When you can't part with past gifts, you end up filling your memory banks - and every nook and cranny too.

Gifting02.jpgIn 1985, little Kerri gave her teacher a brass apple to hang on her Christmas tree. Ten years later, a fifth-grader named Nathan, who loved to dribble and shoot, wrapped up a miniature mouse, poised on a basketball court.

After 20 years in a West Virginia classroom, fourth-grade teacher Lisa Cox has collected so many holiday ornaments that she sets aside a second tree in her Cross Lanes house for the teacher stuff. That's in addition to the guest bedroom, ahem, "The Teacher's Collection Room," where she keeps the ceramic figurines, embroidered pillows, wall hangings, scrapbooks, Beanie Babies, stuffed puppies, and what else? Oh, how about a wooden box clock and a handmade quilt?

A whole generation of students, and Cox has never thrown away a single gift. She's swallowed some, sure. Teachers do love chocolate and, one year, a mother mixed up a jar of homemade cocoa for her. But each gift represents a child, a name, a smile, a story, maybe an adventure with spinach dip... (Don't ask! Just imagine a plate of dip, a teacher's chair, and one mischievous little boy.)

"I don't expect anything, but I do appreciate their gifts," Cox says. "These things mean an awful lot to me."

It's hard to pick a favorite, but last year's quilt might be it. Under the supervision of a parent, who had offered to "do art" with Cox's students, each child drew a square for the cheery red-bordered quilt. A penciled space adventure reads, "You taught me MATH, now I can reach for the STARS!" Another with a black dog traipsing across it says, "You're busy like a dog - Phoenix."

Labeling and segmentation records:
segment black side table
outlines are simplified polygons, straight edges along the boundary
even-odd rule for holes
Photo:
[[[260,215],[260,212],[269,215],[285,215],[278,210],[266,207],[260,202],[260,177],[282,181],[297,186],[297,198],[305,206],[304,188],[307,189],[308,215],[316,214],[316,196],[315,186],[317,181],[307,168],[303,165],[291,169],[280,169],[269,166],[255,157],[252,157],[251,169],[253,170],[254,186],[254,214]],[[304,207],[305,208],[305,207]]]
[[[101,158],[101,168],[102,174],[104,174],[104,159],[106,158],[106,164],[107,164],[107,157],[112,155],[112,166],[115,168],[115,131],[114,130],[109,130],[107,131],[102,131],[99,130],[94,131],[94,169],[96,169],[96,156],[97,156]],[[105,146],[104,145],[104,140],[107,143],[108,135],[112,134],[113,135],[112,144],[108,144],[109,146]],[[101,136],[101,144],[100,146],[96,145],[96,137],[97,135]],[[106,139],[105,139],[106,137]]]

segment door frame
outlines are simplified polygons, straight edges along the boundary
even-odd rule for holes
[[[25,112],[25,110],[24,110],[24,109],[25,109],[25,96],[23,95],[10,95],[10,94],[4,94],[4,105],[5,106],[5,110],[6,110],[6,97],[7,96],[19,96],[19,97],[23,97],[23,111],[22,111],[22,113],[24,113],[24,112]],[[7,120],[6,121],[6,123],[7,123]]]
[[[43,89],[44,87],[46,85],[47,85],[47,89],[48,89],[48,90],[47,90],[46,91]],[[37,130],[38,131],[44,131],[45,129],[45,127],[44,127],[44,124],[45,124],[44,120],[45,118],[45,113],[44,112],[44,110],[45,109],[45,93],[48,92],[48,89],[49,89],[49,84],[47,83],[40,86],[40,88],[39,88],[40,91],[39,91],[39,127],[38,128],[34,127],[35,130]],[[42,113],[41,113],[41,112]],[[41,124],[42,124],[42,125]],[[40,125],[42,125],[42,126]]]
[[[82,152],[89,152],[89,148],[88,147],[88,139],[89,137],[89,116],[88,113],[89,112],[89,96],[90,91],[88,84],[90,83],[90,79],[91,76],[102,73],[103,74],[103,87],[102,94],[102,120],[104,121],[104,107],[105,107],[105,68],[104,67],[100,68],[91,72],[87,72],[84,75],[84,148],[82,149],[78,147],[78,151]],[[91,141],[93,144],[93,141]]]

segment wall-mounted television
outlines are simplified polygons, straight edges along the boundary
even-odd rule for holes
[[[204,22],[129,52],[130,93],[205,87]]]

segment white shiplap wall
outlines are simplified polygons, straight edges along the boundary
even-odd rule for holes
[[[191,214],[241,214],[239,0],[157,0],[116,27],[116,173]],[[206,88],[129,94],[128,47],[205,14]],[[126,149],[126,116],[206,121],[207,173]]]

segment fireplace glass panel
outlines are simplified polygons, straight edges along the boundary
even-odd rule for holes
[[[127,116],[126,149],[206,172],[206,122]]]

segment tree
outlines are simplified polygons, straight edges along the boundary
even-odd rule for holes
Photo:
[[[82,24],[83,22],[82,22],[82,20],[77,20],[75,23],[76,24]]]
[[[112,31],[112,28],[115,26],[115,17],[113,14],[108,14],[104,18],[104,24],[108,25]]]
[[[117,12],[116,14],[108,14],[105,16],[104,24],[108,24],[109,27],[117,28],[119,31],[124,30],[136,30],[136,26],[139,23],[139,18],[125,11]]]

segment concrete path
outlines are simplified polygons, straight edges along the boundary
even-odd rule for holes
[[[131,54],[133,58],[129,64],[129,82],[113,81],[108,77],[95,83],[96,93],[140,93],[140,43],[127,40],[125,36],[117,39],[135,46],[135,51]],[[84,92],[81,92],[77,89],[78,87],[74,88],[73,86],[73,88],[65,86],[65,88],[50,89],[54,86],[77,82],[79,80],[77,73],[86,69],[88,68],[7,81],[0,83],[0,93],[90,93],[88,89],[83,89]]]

§ **PROBLEM 1**
In the records, copy the lines from the one containing "segment fireplace glass panel" through the one containing "[[[127,116],[126,149],[206,172],[206,122]]]".
§ **PROBLEM 2**
Pick up the article about the teacher who keeps every gift from her students and write the next part.

§ **EXERCISE OUTPUT 1**
segment fireplace glass panel
outlines are simplified polygons, straight edges along the boundary
even-odd rule for holes
[[[127,116],[126,149],[206,172],[206,122]]]

§ **EXERCISE OUTPUT 2**
My favorite things

After 20 years, you're also bound to get a few, well, let's call them less attractive gifts - like a pair of boxer shorts. "I wouldn't have dreamed it!" she laughs. And how about a certain Bart Simpson souvenir that warns folks to "Just Say No to Crack!" - and it isn't talking about the street drug. It's talking about... can we say this in a family magazine?

No, says Cox.

And onward, she moseys through her house, opening cabinet doors to pick up treasure after treasure. "I got this last year," she says, picking up a basket with a covered bridge painted on its lid. "I got that," she continues, pointing to a jolly snowman, and she also got this, and that, and oh, that too.

"Teachers are real pack rats," she laughs.

Downstairs in the basement, on a shelf above her tools, 18 mugs are hanging on wooden pegs - just a small sampling, of course. One is from San Francisco, where a vacationing student was thinking of Miss Cox. Another says, "Short people stay dry the longest in a rainstorm."

Yes, that still makes her chuckle.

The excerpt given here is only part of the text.